[INPUT MATERIAL — start]

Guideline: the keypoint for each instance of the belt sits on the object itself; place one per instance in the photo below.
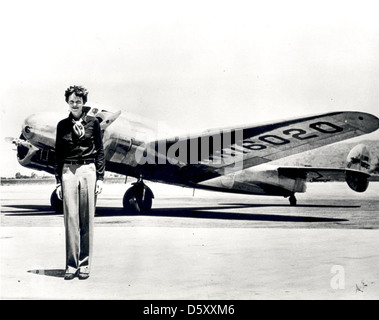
(87, 161)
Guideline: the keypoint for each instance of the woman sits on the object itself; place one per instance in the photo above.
(79, 173)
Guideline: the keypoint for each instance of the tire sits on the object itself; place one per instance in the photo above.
(138, 199)
(56, 203)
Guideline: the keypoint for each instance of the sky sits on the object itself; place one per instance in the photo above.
(190, 64)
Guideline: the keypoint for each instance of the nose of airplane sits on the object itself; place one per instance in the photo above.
(39, 129)
(28, 127)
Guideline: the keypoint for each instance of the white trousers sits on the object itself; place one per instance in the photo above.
(79, 201)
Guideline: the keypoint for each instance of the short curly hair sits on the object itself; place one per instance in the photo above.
(79, 91)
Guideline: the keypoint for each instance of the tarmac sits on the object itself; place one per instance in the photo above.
(198, 245)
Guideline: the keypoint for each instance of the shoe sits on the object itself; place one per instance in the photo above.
(83, 276)
(69, 276)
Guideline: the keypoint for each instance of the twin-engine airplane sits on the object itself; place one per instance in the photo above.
(227, 160)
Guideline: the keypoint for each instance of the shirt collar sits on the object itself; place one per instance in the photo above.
(83, 117)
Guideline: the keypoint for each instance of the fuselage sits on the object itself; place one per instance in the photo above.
(125, 139)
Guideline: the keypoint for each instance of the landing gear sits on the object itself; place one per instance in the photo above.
(56, 203)
(292, 200)
(138, 199)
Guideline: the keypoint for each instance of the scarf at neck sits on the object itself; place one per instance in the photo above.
(78, 128)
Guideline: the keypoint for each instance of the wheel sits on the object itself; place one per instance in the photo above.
(293, 200)
(56, 203)
(138, 199)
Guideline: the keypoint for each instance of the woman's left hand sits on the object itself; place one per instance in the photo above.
(99, 187)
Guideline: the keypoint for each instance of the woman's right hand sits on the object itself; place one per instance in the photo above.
(59, 192)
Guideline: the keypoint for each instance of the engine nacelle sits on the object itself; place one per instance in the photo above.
(358, 166)
(33, 158)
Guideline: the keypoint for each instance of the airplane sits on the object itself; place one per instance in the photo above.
(234, 159)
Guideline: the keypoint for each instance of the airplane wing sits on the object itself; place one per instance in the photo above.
(313, 174)
(222, 151)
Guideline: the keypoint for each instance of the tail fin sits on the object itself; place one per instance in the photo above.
(358, 168)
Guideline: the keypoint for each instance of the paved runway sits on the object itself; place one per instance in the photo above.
(206, 246)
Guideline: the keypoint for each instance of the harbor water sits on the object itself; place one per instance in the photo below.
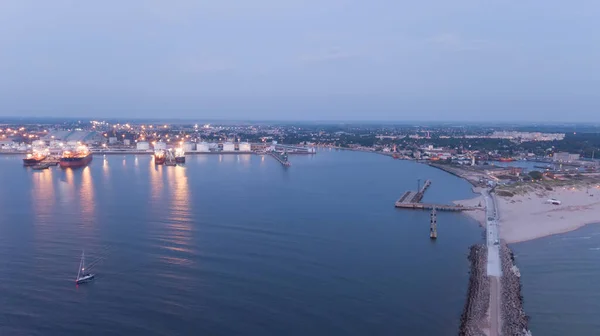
(232, 245)
(560, 276)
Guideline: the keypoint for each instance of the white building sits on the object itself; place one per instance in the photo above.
(202, 147)
(160, 145)
(228, 147)
(244, 147)
(188, 147)
(565, 157)
(143, 145)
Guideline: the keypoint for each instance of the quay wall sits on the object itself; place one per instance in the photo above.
(513, 316)
(474, 316)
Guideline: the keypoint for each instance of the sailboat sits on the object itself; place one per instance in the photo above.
(82, 275)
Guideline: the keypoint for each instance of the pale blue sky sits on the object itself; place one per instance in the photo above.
(294, 59)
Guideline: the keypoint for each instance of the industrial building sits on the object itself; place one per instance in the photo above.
(142, 145)
(244, 147)
(202, 147)
(228, 147)
(565, 157)
(75, 136)
(160, 145)
(188, 147)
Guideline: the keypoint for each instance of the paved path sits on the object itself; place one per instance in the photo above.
(494, 269)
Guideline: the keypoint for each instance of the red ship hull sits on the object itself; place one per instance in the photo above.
(31, 162)
(75, 162)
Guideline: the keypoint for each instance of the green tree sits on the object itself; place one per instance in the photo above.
(535, 175)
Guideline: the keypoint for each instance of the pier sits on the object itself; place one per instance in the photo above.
(281, 157)
(50, 161)
(412, 200)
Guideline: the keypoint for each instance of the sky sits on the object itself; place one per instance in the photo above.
(471, 60)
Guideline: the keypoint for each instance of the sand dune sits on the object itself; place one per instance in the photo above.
(530, 216)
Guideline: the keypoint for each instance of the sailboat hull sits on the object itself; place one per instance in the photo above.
(85, 278)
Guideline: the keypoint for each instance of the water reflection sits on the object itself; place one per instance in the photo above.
(156, 183)
(179, 227)
(88, 204)
(42, 194)
(66, 188)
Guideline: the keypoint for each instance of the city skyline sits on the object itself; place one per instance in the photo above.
(315, 60)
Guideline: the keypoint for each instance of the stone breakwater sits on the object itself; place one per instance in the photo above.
(474, 317)
(514, 320)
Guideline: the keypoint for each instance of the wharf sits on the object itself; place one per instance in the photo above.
(282, 158)
(412, 200)
(430, 206)
(50, 161)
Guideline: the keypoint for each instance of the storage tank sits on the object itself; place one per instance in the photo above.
(143, 145)
(244, 147)
(188, 147)
(160, 145)
(228, 147)
(202, 147)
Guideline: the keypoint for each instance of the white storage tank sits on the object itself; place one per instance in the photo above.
(228, 147)
(188, 147)
(202, 147)
(244, 147)
(160, 145)
(142, 145)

[INPUT MATERIAL — finish]

### [PROBLEM]
Please restate the entries word for word, with all pictures left out.

### [WRITTEN REPLY]
Guideline: the keypoint for each instance of the belt sits on the object itself; place one per instance in the photo below.
(87, 161)
Guideline: the keypoint for each instance of the woman sits on the object itself; place one per instance in the photo above.
(79, 173)
Guideline: the keypoint for each instance of the tire sits on the object itself; place one per instance in the photo above.
(138, 199)
(56, 203)
Guideline: the keypoint for each instance of the sky sits on the object itself; place one per instance in the photo above.
(190, 64)
Guideline: the keypoint for each instance of the nose of airplane sits on the object itself; place one per instance in the photo above.
(39, 129)
(28, 127)
Guideline: the keypoint for each instance of the white trousers sits on the object itself; place one per instance in the photo above.
(79, 201)
Guideline: the keypoint for each instance of the short curly hair sits on the object itself; place one per instance in the photo above.
(79, 91)
Guideline: the keypoint for each instance of the tarmac sits on the object itself; place one per instance in the photo above.
(198, 245)
Guideline: the keypoint for each instance of the shoe sits on the object itself; place one per instance in the photo above.
(83, 276)
(69, 276)
Guideline: the keypoint for each instance of the twin-engine airplane sits on the object itself; place one per instance in the photo above.
(227, 160)
Guideline: the keypoint for each instance of the shirt collar sits on the object itself; place one per instance in the photo above.
(83, 117)
Guideline: the keypoint for each instance of the fuselage sits on the object itself; place one per instance in the photo above.
(125, 139)
Guideline: the keypoint for each instance of the landing gear sits on the object itself; place one per instance in the photo above.
(56, 203)
(292, 200)
(138, 199)
Guideline: the keypoint for each instance of the scarf at neck sits on the object itself; place one per instance in the photo above.
(78, 128)
Guideline: the keypoint for each instance of the wheel sits on the object itself; place one per instance in the photo above.
(293, 200)
(56, 203)
(138, 199)
Guideline: the keypoint for each instance of the woman's left hand sits on the object itself; place one per instance in the photo above.
(99, 187)
Guideline: the keypoint for each instance of the woman's right hand sits on the object itself; place one per instance in the photo above.
(59, 192)
Guideline: the keypoint for each instance of the engine nacelle sits on the object itself; place one per instance in the photo above.
(358, 166)
(33, 158)
Guideline: the keypoint for each instance of the airplane sits on the object itself; place one per instance in the photo above.
(234, 159)
Guideline: the keypoint for each instance of the airplane wing sits on the object itself; place one per instance in the photo above.
(313, 174)
(222, 151)
Guideline: the keypoint for each instance of the tail fin sits on the object itself; place one per instance in the photo above.
(358, 168)
Guideline: the keypoint for each instance of the paved runway sits on the object itself; place one per instance in the photo above.
(206, 246)
Guideline: the keypoint for each instance of the harbor water sits on the object itself; place one per instance in the photo below.
(232, 245)
(560, 276)
Guideline: the keypoint for each instance of the white building sits on the object itself; place one per instance in the photo above.
(202, 147)
(160, 145)
(228, 147)
(244, 147)
(188, 147)
(565, 157)
(143, 145)
Guideline: the keypoint for each instance of the quay wall sits on the object itself; place one per instance in the photo above.
(513, 316)
(474, 316)
Guideline: the keypoint for each instance of the sailboat sits on the object itself; place one per instance in the photo above.
(82, 275)
Guideline: the keypoint for each instance of the pale blue sky sits on the object itself; place one per instance in the photo above.
(294, 59)
Guideline: the keypoint for each instance of the industrial building sits on the object itself; place one per instance in the photo above.
(142, 145)
(244, 147)
(202, 147)
(228, 147)
(565, 157)
(75, 136)
(160, 145)
(188, 147)
Guideline: the keypoint for each instance of the paved path sits on the object itself; place one per instance in the photo above.
(494, 269)
Guideline: the keypoint for each instance of the red ship hull sits on the object itself; place one per instance in the photo above.
(31, 162)
(75, 162)
Guideline: the keypoint for each instance of the green tree sits on the object itself; place one per instance in the photo above.
(535, 175)
Guideline: the keypoint for each instance of the pier sits on the object itself; place one per instance in the photo above.
(281, 157)
(50, 161)
(412, 200)
Guideline: the keypoint for each instance of the sky sits on the object itself; place one per instance in the photo above.
(471, 60)
Guideline: the keypoint for each instance of the sand dune sits on the object itself; place one per instance in the photo above.
(530, 216)
Guideline: the keypoint for each instance of the sailboat hull sits on the object itself; place one per instance in the photo above.
(85, 278)
Guideline: the keypoint for each instance of the water reflection sits on the object itself; place one per instance in the photo above.
(156, 183)
(179, 227)
(88, 204)
(42, 194)
(66, 188)
Guideline: the keypoint for each instance of the city skyline sits on the object itself; place one per instance in the photo above.
(315, 60)
Guideline: the keypoint for each instance of the stone breakwater sits on the object itself; place one per instance in the photo above.
(474, 317)
(514, 320)
Guideline: the keypoint for each instance of the wharf sits on the object itself; place one per instance in the photo above.
(282, 158)
(412, 200)
(430, 206)
(50, 161)
Guideline: the keypoint for each instance of the storage tank sits on the object itself; place one per instance in the photo above.
(143, 145)
(244, 147)
(188, 147)
(160, 145)
(228, 147)
(202, 147)
Guideline: the keypoint for each instance of the white storage tank sits on the object itself; place one per instance in the photo above.
(228, 147)
(188, 147)
(202, 147)
(244, 147)
(160, 145)
(142, 145)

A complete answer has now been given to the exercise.